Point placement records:

_ _ _

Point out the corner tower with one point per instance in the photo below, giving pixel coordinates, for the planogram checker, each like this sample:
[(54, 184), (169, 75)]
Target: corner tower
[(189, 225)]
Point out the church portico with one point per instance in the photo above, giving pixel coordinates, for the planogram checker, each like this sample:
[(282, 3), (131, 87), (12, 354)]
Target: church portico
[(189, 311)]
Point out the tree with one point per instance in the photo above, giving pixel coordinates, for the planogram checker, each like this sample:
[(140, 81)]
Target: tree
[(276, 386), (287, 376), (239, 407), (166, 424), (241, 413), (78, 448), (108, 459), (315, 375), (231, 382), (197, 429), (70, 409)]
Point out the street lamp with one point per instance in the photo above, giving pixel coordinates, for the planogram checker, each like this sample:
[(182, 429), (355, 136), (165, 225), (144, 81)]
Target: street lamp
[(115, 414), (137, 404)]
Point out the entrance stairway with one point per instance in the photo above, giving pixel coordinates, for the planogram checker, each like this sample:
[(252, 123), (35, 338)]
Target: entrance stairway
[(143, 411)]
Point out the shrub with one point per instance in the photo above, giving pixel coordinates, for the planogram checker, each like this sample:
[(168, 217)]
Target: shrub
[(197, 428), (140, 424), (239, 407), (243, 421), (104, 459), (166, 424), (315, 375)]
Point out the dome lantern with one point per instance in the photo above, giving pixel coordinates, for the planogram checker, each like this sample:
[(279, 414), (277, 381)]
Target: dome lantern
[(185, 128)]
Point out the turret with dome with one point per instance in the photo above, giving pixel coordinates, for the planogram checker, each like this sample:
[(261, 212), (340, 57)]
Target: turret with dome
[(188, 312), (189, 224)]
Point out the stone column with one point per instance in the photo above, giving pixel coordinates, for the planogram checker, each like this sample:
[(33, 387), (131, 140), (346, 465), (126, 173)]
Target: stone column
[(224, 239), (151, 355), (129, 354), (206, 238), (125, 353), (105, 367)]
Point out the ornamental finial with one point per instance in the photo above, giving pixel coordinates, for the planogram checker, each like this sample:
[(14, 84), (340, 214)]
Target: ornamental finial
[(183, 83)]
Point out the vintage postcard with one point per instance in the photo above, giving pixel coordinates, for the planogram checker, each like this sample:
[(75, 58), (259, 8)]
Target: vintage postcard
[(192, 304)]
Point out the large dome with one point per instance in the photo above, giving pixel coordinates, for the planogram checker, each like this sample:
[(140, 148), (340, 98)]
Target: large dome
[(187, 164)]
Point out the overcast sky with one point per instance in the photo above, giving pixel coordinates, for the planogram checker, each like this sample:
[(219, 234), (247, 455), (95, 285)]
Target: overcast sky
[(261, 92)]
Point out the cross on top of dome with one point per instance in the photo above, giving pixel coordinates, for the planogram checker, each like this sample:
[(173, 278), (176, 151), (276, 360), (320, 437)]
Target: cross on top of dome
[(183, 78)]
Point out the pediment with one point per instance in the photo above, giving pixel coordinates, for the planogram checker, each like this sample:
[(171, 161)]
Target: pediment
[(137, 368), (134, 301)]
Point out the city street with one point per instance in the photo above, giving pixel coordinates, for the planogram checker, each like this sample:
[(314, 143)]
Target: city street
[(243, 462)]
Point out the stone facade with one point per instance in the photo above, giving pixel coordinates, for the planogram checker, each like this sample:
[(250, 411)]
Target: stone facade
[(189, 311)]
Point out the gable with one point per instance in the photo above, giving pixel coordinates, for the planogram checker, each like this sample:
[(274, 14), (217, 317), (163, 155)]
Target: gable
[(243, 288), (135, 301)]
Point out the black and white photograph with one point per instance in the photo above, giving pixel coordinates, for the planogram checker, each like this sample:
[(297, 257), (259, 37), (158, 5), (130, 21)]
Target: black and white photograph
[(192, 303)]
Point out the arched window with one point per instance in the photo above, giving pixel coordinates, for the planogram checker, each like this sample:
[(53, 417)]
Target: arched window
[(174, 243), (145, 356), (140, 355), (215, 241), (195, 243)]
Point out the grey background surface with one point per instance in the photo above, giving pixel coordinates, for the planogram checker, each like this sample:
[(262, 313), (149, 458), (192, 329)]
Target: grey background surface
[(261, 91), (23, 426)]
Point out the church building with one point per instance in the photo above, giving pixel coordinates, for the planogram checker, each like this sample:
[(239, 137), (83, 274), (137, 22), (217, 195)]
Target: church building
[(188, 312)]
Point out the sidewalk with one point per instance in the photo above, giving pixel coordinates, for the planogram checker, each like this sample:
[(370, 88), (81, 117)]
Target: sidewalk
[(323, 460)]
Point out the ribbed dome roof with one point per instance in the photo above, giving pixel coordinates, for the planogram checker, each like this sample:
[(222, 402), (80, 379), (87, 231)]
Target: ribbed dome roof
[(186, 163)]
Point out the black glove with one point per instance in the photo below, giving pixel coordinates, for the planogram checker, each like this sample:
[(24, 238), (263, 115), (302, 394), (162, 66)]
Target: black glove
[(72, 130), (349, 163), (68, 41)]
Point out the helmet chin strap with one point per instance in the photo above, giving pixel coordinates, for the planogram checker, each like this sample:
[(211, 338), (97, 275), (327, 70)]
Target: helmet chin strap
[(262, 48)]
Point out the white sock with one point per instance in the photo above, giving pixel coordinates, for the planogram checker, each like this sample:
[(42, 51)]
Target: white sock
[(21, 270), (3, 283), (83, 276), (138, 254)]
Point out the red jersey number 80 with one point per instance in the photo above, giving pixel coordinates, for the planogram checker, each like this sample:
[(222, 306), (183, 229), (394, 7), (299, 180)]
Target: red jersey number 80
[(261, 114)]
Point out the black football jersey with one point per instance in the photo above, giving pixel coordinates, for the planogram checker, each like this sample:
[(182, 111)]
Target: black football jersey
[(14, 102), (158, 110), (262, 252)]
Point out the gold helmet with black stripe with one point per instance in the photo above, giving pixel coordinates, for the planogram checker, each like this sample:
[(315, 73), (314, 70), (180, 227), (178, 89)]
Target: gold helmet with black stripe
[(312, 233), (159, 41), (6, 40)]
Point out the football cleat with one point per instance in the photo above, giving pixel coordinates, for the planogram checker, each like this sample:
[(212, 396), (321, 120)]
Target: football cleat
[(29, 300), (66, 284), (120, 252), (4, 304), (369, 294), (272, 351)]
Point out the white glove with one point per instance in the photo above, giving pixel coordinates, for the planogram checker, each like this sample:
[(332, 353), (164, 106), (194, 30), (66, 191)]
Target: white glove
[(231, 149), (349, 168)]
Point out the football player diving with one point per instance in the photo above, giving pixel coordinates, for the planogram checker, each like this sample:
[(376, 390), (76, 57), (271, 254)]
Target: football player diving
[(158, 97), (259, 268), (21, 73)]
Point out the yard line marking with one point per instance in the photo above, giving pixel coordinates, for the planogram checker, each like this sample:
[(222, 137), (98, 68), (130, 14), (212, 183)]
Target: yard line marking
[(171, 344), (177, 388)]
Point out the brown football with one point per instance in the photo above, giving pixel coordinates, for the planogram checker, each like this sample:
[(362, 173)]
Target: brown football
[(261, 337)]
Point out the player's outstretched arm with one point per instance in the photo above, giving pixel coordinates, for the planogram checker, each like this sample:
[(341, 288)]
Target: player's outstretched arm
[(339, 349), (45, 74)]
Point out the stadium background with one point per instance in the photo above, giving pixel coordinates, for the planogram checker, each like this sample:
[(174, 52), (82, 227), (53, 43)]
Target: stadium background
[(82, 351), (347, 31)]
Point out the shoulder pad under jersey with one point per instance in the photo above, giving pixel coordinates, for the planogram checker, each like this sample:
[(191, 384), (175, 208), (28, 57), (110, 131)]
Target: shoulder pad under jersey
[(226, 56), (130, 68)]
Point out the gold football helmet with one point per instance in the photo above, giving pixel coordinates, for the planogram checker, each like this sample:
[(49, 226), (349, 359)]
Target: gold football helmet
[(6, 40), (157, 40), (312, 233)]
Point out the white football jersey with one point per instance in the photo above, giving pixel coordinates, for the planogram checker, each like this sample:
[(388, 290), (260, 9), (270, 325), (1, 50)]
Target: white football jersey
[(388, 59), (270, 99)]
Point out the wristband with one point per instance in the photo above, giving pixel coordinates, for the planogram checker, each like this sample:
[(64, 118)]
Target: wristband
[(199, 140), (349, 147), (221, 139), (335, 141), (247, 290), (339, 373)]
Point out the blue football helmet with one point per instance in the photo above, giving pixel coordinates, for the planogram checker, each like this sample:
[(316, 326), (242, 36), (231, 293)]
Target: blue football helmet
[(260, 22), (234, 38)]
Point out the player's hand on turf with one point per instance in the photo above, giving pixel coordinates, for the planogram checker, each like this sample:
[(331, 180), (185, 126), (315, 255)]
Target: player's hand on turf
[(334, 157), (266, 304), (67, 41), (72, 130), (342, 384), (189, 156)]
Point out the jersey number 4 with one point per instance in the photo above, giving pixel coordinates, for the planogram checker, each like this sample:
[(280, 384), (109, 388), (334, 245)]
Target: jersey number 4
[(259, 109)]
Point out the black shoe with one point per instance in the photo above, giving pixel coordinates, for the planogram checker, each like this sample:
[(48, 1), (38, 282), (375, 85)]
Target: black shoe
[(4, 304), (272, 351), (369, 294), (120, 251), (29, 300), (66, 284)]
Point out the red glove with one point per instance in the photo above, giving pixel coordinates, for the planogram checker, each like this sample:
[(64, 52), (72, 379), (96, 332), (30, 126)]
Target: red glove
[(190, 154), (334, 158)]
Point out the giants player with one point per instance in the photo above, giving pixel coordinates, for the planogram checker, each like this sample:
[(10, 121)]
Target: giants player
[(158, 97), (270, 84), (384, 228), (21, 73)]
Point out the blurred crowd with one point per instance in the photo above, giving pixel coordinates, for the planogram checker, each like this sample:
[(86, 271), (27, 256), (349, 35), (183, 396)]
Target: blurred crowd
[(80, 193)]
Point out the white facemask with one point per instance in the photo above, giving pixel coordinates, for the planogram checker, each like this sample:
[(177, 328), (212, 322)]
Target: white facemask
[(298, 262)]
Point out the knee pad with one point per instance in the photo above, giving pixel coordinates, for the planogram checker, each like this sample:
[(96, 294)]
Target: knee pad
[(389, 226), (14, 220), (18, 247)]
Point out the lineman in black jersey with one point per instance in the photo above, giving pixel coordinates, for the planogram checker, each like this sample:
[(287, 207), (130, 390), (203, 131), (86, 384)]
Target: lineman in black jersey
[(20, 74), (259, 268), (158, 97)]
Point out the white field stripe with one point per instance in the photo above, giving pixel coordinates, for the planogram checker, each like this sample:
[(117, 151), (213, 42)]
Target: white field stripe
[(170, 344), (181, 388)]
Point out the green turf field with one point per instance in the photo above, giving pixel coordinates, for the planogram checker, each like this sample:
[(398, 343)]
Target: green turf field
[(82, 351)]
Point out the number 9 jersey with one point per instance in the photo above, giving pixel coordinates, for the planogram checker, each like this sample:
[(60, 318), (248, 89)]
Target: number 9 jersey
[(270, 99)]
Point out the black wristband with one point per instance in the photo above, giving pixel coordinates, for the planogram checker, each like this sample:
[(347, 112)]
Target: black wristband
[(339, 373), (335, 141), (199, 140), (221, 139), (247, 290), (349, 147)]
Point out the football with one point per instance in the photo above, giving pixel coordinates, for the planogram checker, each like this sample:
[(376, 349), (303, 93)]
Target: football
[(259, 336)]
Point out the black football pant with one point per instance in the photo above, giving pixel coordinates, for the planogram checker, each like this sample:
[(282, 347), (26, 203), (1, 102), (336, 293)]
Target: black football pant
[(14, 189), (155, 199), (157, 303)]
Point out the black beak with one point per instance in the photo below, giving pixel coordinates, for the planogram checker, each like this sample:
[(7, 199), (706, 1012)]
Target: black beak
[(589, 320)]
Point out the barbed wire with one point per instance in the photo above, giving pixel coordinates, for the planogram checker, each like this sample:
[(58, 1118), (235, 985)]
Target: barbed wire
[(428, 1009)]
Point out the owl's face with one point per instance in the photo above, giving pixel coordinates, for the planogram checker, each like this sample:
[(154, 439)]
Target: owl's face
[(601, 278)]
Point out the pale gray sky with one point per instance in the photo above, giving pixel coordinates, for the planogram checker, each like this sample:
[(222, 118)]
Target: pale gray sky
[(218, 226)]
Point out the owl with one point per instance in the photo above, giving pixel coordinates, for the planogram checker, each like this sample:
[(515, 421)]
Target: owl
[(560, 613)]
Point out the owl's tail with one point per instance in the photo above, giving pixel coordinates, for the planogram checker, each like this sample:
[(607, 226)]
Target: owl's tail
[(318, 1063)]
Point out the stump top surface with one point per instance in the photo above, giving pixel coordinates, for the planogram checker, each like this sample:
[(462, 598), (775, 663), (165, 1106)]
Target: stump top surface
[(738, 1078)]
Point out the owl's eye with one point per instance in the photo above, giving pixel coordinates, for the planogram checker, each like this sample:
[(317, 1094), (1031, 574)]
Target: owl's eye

_ _ _

▶ [What is being asked] Rewrite only the part that opens with the line containing "Point out the black and" and closes with the line containing "[(192, 303)]", replacing "black and white photograph" with "sepia print" and leaving the rest of those lines unchanged.

▶ [Expected answer]
Point out the sepia print with one point per instance in the photo above, giving pixel coordinates, for the planogram checker, each like this sample:
[(297, 257), (259, 37), (158, 5), (130, 21)]
Target: sepia print
[(192, 303)]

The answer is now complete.